(Data entries)
'''
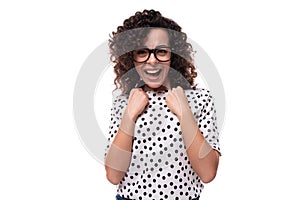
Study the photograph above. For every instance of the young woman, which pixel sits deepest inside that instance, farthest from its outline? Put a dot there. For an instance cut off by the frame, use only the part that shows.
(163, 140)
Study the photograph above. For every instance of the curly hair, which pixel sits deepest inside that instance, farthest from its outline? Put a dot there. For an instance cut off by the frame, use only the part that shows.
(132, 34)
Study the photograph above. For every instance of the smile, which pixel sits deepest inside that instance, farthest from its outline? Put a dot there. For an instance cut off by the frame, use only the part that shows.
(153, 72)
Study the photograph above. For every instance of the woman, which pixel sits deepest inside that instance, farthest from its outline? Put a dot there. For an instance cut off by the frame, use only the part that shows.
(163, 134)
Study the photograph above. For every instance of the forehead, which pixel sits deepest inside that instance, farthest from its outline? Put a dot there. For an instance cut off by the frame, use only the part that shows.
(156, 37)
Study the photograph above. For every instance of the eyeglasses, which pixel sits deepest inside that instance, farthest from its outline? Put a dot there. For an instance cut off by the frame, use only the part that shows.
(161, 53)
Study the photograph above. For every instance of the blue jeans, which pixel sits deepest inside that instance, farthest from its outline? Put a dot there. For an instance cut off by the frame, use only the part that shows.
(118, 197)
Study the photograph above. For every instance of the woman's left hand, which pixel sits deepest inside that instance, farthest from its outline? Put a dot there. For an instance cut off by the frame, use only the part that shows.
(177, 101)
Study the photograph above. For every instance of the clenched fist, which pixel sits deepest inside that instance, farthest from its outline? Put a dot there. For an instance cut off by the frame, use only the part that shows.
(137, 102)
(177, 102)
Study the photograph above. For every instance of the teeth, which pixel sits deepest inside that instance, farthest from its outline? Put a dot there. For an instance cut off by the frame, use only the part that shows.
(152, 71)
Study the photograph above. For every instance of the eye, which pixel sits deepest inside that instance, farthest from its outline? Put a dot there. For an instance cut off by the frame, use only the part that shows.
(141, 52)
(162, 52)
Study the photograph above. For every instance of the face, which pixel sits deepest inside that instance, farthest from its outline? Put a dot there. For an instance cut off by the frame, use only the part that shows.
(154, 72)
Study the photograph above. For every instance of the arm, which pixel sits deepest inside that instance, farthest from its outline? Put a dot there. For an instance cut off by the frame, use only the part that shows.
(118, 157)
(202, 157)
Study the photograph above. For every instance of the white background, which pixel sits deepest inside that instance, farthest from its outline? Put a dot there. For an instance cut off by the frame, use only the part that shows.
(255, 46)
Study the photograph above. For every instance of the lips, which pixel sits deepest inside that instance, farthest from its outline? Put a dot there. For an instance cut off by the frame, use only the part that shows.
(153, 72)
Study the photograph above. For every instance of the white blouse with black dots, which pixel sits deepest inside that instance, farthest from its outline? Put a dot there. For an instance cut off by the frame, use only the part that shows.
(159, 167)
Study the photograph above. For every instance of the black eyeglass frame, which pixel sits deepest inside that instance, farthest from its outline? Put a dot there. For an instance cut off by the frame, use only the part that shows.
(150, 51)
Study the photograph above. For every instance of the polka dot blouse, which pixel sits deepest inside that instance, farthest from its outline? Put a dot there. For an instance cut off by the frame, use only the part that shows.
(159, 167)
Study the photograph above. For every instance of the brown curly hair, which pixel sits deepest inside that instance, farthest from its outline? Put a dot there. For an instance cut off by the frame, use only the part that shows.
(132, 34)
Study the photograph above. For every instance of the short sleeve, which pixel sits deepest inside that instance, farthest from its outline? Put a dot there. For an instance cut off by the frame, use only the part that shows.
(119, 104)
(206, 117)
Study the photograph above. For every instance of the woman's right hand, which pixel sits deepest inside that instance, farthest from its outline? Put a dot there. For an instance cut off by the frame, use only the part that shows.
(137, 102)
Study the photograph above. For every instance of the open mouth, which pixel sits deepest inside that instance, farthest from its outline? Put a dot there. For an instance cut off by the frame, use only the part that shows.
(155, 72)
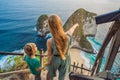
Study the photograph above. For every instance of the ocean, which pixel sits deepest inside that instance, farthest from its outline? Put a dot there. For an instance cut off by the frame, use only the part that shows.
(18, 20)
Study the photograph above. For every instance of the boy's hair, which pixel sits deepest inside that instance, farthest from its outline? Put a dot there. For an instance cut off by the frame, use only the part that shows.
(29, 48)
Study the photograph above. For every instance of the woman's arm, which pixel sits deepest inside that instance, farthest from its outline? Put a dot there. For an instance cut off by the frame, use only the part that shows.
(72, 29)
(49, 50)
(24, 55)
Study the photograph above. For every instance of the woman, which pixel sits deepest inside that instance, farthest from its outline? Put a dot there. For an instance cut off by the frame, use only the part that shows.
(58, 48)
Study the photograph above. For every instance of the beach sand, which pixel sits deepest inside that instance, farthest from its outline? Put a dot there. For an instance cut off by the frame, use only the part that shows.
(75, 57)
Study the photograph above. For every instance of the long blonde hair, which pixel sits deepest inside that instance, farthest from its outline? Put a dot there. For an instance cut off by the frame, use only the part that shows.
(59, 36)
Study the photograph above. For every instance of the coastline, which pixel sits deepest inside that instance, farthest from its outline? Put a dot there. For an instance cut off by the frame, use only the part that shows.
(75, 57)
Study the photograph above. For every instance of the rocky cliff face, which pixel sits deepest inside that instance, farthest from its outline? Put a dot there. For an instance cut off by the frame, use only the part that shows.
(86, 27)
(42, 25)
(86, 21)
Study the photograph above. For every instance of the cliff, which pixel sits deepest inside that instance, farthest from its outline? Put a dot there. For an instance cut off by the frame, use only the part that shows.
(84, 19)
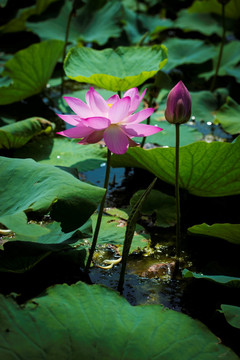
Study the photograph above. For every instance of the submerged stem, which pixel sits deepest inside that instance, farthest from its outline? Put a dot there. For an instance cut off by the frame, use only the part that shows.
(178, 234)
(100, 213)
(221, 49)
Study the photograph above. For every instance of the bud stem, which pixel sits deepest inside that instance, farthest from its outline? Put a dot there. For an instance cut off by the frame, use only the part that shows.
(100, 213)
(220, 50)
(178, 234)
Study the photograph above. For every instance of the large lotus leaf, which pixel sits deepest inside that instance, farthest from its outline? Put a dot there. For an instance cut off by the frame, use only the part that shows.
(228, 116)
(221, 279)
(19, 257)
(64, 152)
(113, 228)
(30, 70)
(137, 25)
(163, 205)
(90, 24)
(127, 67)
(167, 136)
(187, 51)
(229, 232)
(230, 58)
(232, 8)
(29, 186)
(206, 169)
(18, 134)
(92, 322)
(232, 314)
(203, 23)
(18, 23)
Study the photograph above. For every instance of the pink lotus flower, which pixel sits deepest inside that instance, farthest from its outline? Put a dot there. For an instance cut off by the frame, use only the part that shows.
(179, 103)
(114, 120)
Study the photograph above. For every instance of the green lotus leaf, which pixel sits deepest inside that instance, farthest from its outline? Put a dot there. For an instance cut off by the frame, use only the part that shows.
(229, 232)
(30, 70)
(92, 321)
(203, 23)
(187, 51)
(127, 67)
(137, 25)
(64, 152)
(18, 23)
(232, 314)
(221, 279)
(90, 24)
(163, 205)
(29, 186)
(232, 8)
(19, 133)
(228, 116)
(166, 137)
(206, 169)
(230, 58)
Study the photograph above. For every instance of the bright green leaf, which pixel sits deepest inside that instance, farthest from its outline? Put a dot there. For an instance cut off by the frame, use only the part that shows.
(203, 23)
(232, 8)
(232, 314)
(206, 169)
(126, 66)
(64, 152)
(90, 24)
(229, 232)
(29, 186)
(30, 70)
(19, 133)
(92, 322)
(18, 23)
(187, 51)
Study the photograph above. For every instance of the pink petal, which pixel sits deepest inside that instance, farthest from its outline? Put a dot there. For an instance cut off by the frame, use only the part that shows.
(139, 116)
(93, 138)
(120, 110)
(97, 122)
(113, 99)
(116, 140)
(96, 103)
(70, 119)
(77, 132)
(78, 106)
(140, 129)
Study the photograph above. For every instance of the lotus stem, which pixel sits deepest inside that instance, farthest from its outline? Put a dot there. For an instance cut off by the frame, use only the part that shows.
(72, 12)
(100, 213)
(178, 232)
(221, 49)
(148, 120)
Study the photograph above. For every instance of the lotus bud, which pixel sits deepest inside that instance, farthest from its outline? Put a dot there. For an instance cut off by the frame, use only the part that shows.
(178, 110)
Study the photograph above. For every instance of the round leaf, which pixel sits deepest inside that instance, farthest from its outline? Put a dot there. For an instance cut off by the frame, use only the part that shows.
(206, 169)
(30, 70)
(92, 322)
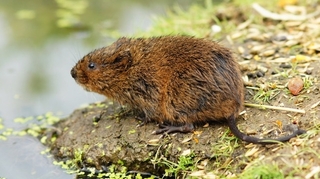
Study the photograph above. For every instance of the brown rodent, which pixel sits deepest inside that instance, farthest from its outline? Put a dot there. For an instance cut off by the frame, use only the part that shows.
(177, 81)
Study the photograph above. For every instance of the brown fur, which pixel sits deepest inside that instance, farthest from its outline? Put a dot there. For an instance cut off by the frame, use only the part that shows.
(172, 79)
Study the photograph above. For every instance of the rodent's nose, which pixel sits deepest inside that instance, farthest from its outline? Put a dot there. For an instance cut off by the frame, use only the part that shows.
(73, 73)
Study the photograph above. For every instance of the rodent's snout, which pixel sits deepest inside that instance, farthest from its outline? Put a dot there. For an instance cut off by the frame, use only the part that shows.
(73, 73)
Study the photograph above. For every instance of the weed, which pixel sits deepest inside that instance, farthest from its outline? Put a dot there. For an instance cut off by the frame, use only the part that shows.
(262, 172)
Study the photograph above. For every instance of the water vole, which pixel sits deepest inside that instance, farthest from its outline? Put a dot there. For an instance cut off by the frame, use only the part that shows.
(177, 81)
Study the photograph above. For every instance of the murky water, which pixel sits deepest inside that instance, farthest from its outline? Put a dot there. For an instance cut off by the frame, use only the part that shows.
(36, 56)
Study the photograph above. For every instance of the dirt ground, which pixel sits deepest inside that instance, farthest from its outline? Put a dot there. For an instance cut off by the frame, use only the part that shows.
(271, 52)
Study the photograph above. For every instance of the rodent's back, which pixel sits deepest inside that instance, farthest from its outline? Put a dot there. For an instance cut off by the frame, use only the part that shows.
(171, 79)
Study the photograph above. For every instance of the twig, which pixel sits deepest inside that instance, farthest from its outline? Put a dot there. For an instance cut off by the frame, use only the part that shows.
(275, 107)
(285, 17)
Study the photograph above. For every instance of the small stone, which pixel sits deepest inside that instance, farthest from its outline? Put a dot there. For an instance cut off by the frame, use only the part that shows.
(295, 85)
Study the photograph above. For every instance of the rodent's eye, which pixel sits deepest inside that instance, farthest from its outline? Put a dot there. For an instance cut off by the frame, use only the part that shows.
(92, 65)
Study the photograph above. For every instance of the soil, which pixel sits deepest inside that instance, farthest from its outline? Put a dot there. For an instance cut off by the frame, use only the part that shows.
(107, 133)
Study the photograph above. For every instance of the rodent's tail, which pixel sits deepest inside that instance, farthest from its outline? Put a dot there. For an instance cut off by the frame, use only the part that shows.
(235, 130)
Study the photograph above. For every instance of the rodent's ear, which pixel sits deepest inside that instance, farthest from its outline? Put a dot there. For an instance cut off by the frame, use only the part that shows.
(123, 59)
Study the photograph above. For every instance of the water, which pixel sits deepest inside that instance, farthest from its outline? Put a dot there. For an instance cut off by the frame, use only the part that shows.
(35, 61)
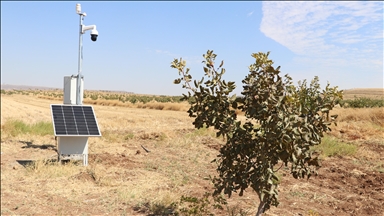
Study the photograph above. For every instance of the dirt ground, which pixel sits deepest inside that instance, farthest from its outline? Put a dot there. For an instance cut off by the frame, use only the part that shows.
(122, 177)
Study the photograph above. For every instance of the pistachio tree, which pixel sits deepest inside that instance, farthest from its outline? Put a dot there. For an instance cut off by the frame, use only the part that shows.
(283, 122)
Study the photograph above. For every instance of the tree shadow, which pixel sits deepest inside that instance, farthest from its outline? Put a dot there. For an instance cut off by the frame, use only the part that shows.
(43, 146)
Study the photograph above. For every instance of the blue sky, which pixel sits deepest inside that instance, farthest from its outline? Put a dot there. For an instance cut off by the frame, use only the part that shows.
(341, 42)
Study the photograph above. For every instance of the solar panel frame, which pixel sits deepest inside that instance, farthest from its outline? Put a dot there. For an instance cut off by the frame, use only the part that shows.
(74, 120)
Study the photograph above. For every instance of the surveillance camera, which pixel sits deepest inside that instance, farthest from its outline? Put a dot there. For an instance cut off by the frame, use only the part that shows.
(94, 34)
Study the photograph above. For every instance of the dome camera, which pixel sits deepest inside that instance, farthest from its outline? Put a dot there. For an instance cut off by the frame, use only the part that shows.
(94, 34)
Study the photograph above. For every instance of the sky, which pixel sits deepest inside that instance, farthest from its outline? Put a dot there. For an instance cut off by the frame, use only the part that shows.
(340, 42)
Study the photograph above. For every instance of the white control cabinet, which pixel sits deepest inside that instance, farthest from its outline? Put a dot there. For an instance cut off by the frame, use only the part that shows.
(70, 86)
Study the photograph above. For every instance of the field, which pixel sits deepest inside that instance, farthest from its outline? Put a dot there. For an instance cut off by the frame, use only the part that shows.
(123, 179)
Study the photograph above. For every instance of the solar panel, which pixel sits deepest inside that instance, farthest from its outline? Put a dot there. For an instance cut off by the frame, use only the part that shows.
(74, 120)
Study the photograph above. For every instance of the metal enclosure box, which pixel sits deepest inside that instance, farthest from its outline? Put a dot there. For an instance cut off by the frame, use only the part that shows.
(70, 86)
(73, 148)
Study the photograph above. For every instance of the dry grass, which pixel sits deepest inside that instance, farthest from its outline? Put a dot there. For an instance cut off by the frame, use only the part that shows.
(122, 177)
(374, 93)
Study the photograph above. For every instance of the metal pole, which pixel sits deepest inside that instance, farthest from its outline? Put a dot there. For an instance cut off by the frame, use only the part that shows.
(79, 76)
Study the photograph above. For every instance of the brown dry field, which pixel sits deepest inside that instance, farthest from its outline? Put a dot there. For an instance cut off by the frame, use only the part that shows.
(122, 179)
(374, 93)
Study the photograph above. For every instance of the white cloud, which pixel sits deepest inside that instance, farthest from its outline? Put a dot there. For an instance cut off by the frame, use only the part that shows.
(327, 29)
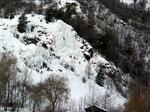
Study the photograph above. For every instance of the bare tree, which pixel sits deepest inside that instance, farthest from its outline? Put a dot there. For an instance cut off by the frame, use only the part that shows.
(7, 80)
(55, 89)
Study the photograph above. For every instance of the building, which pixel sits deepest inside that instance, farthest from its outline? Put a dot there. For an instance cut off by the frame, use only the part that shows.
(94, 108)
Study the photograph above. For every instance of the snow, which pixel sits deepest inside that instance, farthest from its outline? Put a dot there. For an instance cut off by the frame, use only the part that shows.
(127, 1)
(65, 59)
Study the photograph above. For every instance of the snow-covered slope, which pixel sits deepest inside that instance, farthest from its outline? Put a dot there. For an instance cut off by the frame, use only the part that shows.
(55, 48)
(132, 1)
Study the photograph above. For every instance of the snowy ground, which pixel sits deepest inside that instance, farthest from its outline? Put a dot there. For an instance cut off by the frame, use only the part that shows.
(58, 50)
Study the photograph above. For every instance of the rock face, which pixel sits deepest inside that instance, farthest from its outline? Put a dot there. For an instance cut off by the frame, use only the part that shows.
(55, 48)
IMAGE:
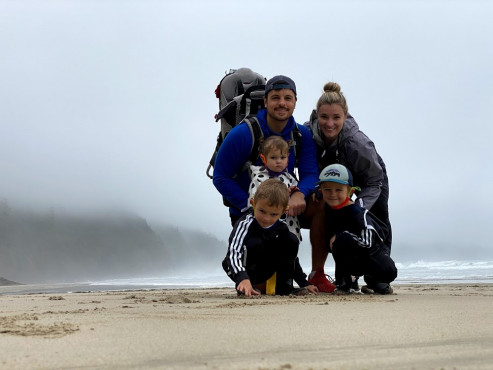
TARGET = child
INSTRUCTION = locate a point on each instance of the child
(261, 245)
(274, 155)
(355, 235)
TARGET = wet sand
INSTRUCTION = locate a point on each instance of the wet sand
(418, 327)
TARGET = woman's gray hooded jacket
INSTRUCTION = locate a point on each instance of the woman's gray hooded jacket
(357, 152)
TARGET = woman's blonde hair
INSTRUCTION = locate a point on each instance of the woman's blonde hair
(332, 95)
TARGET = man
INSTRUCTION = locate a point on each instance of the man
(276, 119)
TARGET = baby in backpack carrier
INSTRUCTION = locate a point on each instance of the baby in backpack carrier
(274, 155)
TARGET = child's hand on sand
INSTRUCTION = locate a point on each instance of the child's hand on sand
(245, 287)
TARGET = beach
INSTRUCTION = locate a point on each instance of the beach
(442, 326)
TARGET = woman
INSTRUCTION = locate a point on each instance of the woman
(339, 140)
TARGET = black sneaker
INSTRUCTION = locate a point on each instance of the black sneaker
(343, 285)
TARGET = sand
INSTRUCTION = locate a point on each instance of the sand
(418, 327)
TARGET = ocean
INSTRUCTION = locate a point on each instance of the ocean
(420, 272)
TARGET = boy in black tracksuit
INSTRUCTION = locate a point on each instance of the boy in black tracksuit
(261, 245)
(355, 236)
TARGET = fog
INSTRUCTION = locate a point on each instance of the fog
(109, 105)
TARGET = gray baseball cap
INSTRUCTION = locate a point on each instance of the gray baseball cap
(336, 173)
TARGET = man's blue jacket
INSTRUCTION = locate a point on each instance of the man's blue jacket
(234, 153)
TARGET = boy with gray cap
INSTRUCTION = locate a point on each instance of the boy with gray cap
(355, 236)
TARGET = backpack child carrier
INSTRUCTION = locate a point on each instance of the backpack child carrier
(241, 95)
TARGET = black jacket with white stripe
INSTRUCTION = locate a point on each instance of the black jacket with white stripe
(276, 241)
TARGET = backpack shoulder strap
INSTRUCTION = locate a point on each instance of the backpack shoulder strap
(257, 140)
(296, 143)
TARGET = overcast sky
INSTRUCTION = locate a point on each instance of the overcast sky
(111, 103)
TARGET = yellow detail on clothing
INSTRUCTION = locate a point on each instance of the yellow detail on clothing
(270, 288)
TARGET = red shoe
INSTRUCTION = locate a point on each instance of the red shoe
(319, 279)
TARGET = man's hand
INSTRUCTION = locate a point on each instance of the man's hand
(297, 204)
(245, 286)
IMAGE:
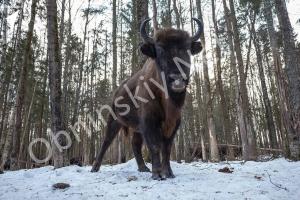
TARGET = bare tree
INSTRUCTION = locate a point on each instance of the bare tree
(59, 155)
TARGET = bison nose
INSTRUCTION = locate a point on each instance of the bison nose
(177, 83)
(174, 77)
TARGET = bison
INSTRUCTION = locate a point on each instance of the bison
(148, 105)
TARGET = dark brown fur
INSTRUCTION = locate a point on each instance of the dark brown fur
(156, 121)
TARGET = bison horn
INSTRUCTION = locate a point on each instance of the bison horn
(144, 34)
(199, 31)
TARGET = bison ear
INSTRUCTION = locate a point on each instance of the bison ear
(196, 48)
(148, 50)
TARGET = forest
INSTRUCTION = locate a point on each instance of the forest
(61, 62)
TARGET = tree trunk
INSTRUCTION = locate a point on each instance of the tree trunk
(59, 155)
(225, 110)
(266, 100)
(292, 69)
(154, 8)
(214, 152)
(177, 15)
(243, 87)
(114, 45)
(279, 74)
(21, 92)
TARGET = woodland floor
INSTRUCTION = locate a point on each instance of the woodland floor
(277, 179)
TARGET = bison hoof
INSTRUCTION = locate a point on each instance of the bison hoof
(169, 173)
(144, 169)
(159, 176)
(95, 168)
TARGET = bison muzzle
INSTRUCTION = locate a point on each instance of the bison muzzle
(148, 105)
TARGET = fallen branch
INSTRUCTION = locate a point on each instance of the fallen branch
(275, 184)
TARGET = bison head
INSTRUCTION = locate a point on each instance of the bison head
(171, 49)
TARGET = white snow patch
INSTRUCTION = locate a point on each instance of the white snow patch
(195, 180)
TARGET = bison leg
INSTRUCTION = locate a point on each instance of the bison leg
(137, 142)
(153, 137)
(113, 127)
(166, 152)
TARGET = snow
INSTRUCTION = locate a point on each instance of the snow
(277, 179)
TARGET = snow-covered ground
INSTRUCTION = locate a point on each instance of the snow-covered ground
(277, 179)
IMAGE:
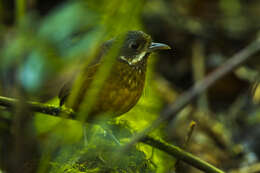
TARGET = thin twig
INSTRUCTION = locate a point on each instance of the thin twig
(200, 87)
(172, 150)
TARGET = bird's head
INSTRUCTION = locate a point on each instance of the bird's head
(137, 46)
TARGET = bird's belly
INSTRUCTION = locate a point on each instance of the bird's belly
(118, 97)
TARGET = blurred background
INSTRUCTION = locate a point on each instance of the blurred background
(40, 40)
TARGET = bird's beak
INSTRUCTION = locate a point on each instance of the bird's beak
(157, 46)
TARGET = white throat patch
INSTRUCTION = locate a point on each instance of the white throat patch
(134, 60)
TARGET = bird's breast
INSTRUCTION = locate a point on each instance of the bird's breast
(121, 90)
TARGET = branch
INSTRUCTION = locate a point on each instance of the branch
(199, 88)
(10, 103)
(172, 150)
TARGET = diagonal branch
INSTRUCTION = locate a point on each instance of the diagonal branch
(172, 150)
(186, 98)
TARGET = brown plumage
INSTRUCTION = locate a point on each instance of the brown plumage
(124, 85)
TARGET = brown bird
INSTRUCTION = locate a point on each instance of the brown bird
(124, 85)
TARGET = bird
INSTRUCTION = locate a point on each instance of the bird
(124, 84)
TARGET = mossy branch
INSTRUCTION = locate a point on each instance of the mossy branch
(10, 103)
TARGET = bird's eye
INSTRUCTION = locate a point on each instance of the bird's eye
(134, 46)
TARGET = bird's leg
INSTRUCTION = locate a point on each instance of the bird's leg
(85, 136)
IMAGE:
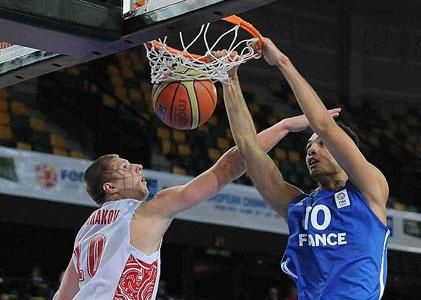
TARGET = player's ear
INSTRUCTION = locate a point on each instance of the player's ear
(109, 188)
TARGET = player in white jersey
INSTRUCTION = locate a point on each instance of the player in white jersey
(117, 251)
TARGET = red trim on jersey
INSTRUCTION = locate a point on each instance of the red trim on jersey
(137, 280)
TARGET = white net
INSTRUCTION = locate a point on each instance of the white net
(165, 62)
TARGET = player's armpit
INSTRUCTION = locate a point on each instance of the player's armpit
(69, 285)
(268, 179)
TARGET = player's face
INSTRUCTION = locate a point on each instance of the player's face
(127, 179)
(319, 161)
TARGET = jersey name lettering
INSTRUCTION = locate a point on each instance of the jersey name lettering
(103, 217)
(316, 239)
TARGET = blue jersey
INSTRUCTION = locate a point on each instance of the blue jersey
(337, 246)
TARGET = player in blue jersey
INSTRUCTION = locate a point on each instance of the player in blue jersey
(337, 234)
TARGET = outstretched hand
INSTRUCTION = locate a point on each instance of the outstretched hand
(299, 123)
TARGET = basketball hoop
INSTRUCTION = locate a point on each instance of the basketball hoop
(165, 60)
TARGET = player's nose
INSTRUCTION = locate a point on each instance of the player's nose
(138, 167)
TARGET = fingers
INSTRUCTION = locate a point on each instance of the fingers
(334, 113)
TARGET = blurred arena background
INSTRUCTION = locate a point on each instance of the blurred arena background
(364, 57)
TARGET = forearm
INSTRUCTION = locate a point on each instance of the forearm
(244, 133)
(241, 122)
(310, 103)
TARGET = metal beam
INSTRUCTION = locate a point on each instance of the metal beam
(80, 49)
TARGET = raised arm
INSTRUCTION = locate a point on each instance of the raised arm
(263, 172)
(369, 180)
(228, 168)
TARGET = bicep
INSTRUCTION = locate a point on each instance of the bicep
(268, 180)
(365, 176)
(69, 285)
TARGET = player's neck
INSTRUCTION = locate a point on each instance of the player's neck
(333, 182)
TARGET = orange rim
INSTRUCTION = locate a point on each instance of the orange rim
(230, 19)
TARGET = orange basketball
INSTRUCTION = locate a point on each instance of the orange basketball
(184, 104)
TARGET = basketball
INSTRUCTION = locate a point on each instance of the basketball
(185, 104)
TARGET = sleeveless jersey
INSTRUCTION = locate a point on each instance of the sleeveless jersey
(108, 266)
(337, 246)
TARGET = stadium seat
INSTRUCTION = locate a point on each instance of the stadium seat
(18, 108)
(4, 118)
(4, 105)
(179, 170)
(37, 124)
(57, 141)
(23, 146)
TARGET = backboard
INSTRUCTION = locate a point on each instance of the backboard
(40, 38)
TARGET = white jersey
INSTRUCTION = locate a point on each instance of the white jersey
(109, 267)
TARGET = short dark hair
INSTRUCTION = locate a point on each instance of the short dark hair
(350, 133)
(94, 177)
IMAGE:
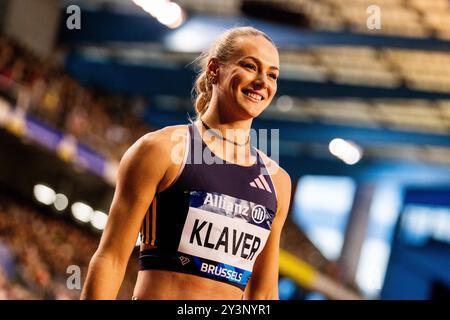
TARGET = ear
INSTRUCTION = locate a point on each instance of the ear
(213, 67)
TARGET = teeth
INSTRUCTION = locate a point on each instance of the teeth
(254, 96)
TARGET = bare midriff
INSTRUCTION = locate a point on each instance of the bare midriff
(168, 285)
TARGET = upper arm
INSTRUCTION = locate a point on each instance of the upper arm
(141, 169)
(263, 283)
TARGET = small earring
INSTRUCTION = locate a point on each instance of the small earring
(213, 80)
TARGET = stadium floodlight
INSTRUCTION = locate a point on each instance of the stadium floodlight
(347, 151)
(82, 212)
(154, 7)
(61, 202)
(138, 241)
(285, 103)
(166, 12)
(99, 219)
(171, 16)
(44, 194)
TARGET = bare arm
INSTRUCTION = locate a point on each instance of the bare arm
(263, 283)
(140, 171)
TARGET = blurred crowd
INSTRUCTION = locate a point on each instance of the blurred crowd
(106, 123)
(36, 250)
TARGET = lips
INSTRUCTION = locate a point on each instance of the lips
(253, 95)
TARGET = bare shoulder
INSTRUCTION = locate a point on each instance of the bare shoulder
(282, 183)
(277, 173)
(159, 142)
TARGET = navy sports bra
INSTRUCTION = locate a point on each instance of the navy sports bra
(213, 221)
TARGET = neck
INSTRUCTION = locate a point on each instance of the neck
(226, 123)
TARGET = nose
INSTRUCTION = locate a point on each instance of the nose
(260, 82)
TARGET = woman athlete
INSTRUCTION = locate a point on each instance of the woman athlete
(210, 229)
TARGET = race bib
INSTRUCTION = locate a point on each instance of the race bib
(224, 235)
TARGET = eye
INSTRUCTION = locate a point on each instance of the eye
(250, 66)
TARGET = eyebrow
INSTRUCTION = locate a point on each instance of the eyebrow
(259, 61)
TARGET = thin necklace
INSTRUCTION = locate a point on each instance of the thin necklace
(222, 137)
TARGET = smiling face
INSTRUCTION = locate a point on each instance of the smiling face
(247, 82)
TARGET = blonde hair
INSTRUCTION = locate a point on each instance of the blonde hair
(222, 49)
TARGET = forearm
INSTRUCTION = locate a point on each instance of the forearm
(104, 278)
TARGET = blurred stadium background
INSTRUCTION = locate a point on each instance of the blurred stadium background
'''
Your instructions
Transcribe only this stretch of the data: the line with "TARGET = bison muzzle", the line with "TARGET = brown plumage", and every line in between. Leave out the pictures.

Exercise answer
TARGET = bison muzzle
INSTRUCTION = locate a point on each instance of the bison muzzle
(148, 105)
TARGET = fallen branch
INSTRUCTION = locate a point on each instance of the fallen branch
(275, 184)
TARGET = bison head
INSTRUCTION = locate a point on each instance of the bison head
(171, 49)
TARGET = white snow patch
INSTRUCTION = locate a point on each instance of the white snow patch
(195, 180)
TARGET = bison leg
INSTRUCTION = locate a point on each instance of the bison leg
(137, 142)
(153, 137)
(113, 127)
(166, 152)
TARGET = snow
INSTRUCTION = locate a point on each instance of the snow
(277, 179)
TARGET = snow-covered ground
INSTRUCTION = locate a point on each instance of the snow-covered ground
(277, 179)
IMAGE:
TARGET = thin twig
INSTRUCTION = locate a point on each instance of the thin twig
(200, 87)
(172, 150)
TARGET = bird's head
INSTRUCTION = locate a point on each instance of the bird's head
(137, 46)
TARGET = bird's belly
INSTRUCTION = locate a point on each instance of the bird's belly
(118, 97)
TARGET = blurred background
INSTRUCTION = locate a point on each instance of the blurred background
(40, 40)
TARGET = bird's beak
INSTRUCTION = locate a point on each instance of the bird's beak
(157, 46)
TARGET = white throat patch
INSTRUCTION = locate a point on each instance of the white throat patch
(134, 60)
TARGET = bird's breast
INSTRUCTION = locate a point on each instance of the bird's breast
(121, 90)
TARGET = branch
INSTRUCTION = locate a point on each instance of the branch
(199, 88)
(10, 103)
(172, 150)
TARGET = diagonal branch
INSTRUCTION = locate a point on each instance of the diagonal branch
(172, 150)
(186, 98)
TARGET = brown plumage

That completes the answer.